### What this task involves
Return everything in the records from the line containing "Dataset class: rock face" down to the line containing "[0,173,348,258]", both ends included, repeating those lines exactly.

### Data in this exercise
------------------------

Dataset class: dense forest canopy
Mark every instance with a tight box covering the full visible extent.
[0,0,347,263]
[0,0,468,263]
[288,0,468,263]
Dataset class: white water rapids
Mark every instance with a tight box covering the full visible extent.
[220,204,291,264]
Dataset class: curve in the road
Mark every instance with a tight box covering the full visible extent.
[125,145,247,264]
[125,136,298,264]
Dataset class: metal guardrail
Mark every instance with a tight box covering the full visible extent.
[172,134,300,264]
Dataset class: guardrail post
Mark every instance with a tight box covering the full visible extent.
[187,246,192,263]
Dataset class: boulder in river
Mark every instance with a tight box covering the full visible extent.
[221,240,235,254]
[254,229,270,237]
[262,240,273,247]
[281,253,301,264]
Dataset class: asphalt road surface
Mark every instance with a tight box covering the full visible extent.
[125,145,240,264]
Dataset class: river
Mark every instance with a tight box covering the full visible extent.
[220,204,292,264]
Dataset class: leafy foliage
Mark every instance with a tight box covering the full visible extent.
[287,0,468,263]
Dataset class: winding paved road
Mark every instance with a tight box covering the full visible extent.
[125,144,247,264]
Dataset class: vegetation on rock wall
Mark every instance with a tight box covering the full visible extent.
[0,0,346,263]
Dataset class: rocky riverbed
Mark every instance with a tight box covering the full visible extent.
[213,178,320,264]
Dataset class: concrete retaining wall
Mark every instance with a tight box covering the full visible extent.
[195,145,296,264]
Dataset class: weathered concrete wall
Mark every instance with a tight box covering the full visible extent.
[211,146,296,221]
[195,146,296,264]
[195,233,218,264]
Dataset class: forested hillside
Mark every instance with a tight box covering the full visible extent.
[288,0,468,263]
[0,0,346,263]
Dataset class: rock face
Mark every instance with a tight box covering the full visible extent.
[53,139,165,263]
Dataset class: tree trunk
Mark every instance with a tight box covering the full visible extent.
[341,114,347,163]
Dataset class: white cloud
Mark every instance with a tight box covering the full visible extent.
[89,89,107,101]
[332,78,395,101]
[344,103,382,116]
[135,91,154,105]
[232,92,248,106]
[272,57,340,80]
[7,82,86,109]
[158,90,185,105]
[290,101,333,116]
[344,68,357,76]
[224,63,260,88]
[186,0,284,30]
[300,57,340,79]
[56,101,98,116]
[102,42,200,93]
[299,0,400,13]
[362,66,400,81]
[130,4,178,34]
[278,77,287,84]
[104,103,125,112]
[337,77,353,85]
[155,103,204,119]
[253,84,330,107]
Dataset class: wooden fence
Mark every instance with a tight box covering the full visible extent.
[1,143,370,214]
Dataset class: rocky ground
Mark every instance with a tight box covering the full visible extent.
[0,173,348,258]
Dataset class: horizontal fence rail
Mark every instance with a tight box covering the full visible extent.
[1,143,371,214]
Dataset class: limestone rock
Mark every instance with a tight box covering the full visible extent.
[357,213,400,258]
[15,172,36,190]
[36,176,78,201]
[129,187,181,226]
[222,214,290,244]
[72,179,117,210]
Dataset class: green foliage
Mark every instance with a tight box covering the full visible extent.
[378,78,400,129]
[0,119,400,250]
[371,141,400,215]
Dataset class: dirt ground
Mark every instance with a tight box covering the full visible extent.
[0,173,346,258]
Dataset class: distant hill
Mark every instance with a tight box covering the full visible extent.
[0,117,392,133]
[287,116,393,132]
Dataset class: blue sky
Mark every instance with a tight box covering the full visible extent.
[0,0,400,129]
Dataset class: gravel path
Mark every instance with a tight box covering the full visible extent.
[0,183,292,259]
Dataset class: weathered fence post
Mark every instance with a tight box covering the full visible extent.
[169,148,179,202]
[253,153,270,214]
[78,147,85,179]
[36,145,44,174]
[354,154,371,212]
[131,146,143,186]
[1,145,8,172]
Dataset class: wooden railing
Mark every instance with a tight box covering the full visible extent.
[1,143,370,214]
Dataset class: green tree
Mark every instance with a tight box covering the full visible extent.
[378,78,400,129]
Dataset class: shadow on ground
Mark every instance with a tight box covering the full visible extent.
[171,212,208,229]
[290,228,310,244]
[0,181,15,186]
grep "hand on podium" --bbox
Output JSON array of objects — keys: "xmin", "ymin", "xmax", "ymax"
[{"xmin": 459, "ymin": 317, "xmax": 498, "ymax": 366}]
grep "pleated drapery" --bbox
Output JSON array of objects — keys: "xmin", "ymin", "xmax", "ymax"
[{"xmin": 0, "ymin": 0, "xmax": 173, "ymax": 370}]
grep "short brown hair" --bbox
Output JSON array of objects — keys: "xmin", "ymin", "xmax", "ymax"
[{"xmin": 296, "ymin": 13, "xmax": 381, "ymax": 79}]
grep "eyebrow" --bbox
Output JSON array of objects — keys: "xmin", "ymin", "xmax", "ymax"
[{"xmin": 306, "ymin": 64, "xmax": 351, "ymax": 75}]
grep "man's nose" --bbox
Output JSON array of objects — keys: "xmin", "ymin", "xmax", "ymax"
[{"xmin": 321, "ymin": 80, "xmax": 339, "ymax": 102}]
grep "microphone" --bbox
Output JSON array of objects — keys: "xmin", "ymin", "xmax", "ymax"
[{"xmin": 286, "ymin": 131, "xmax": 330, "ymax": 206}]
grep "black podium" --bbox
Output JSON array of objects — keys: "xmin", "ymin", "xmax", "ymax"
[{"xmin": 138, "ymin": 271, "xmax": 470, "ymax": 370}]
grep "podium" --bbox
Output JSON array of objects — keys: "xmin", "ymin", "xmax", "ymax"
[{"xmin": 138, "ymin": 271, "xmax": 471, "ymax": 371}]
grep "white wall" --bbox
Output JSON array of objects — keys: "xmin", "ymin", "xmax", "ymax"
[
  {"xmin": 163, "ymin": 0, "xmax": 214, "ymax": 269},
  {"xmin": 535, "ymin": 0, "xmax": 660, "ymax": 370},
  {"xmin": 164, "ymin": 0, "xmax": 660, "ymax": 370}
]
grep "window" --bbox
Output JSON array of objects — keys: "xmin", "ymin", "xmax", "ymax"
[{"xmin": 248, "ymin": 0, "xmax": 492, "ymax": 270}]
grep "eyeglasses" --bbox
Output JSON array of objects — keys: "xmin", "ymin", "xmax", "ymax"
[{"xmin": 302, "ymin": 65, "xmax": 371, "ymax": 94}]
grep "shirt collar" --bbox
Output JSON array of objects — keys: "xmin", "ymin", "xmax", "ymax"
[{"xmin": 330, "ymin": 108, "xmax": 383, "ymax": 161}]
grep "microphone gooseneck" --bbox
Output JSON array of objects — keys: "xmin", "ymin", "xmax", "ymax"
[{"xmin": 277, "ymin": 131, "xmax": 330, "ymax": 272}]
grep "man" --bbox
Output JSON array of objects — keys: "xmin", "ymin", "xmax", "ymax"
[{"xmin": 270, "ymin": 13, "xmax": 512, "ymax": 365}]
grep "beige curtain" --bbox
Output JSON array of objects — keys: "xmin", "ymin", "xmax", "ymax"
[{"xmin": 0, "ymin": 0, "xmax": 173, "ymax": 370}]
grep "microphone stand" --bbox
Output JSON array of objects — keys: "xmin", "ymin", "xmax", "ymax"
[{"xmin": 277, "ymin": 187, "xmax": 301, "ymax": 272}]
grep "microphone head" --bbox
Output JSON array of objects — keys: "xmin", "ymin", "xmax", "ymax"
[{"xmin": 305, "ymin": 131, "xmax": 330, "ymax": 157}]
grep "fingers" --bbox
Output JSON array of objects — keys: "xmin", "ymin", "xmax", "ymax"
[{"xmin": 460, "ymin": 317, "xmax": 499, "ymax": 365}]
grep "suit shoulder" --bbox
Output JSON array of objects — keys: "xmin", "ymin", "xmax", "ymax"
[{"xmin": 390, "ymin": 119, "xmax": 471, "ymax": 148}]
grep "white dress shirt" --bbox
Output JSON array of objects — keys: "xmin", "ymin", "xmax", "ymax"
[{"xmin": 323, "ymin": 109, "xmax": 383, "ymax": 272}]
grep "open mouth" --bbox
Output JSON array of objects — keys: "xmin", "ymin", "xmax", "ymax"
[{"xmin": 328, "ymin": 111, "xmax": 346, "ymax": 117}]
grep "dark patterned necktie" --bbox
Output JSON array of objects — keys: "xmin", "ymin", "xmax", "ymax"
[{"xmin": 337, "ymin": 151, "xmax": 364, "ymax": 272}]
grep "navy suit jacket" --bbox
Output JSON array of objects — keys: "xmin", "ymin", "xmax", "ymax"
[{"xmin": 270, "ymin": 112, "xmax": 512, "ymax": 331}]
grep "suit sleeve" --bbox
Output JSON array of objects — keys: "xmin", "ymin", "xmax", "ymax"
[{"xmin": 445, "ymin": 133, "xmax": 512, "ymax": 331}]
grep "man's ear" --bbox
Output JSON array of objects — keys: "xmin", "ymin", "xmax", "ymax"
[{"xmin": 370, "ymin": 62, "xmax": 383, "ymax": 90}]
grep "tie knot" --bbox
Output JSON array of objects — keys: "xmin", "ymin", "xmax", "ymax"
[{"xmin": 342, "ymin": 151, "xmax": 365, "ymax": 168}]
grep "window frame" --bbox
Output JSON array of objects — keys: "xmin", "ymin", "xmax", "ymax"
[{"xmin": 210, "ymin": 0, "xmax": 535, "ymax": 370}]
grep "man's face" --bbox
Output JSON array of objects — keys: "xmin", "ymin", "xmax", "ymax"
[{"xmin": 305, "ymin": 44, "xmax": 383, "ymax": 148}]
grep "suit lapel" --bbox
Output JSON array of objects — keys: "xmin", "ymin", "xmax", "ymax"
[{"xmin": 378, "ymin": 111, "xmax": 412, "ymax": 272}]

------------------------

### Solution to this task
Dataset class: rock face
Mark every instance with a tight box covering the full visible extent.
[53,139,165,263]
Dataset class: tree trunk
Mark every instance with a tight box covering the full visible extent.
[341,114,347,163]
Dataset class: white cloud
Mark every instance with a tight box covering the full visible extent.
[89,89,107,101]
[332,78,395,101]
[344,103,382,116]
[135,91,154,105]
[232,92,248,106]
[272,57,340,80]
[7,82,86,109]
[158,90,185,105]
[290,101,333,116]
[344,68,357,76]
[224,63,260,88]
[186,0,284,30]
[300,57,340,79]
[56,101,98,116]
[102,42,200,93]
[299,0,400,13]
[362,66,400,81]
[130,4,178,34]
[278,77,287,84]
[104,103,125,112]
[337,77,353,85]
[155,103,204,119]
[253,84,330,107]
Dataset class: wooden fence
Mark every instance with a tight box covering the full visible extent.
[1,143,370,214]
Dataset class: rocky ground
Mark every instance with a tight box covering the full visible extent.
[0,173,348,258]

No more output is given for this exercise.